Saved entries
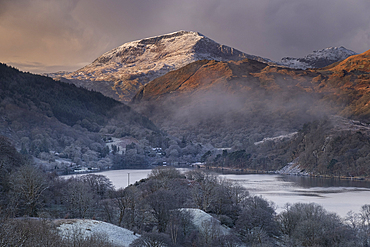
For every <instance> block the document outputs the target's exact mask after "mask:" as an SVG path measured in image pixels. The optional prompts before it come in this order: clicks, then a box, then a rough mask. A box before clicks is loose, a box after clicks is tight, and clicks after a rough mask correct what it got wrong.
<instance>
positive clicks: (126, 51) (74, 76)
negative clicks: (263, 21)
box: [63, 31, 272, 101]
mask: <svg viewBox="0 0 370 247" xmlns="http://www.w3.org/2000/svg"><path fill="white" fill-rule="evenodd" d="M246 58H248V59H253V60H257V61H260V62H265V63H269V62H272V61H271V60H269V59H265V58H262V57H258V56H253V55H249V54H246V53H243V52H241V51H238V50H236V49H233V48H231V47H228V46H225V45H220V44H218V43H216V42H215V41H213V40H211V39H209V38H207V37H206V36H204V35H202V34H200V33H198V32H192V31H179V32H174V33H170V34H166V35H162V36H156V37H151V38H146V39H141V40H136V41H132V42H128V43H125V44H123V45H121V46H119V47H117V48H114V49H113V50H111V51H108V52H106V53H104V54H103V55H102V56H100V57H98V58H97V59H96V60H95V61H94V62H92V63H91V64H89V65H87V66H85V67H83V68H81V69H79V70H77V71H75V72H72V73H69V74H65V75H63V77H64V78H66V79H69V80H72V82H73V80H79V81H90V82H91V81H109V82H114V85H113V90H115V91H116V92H117V93H118V94H124V95H123V96H122V97H123V100H124V101H128V100H131V97H132V96H133V95H134V94H135V93H136V92H137V90H138V88H139V87H141V86H142V85H145V84H146V83H148V82H149V81H151V80H153V79H155V78H157V77H160V76H162V75H164V74H166V73H168V72H170V71H172V70H176V69H179V68H181V67H184V66H185V65H187V64H189V63H192V62H195V61H198V60H202V59H208V60H218V61H229V60H242V59H246ZM79 86H82V85H80V84H79ZM92 89H94V88H92ZM99 91H100V90H99ZM126 94H127V95H126Z"/></svg>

▸ Task goal: Reproduce the data above word for word from its first line through the line that holds "negative clicks: (263, 21)", both ends included; skip pictures.

▸ Response box:
For every <instance> block the document outputs the target's exact mask after "mask:" as an SVG path measured in image pixels. The optional prompts before it come in this order: clicks, then a box, then a rough mask. A box before clicks is loose, a box after clicks is tight, and clicks after a rough mask correct what it got wrong.
<instance>
positive clicks: (126, 51) (74, 76)
negative clicks: (263, 21)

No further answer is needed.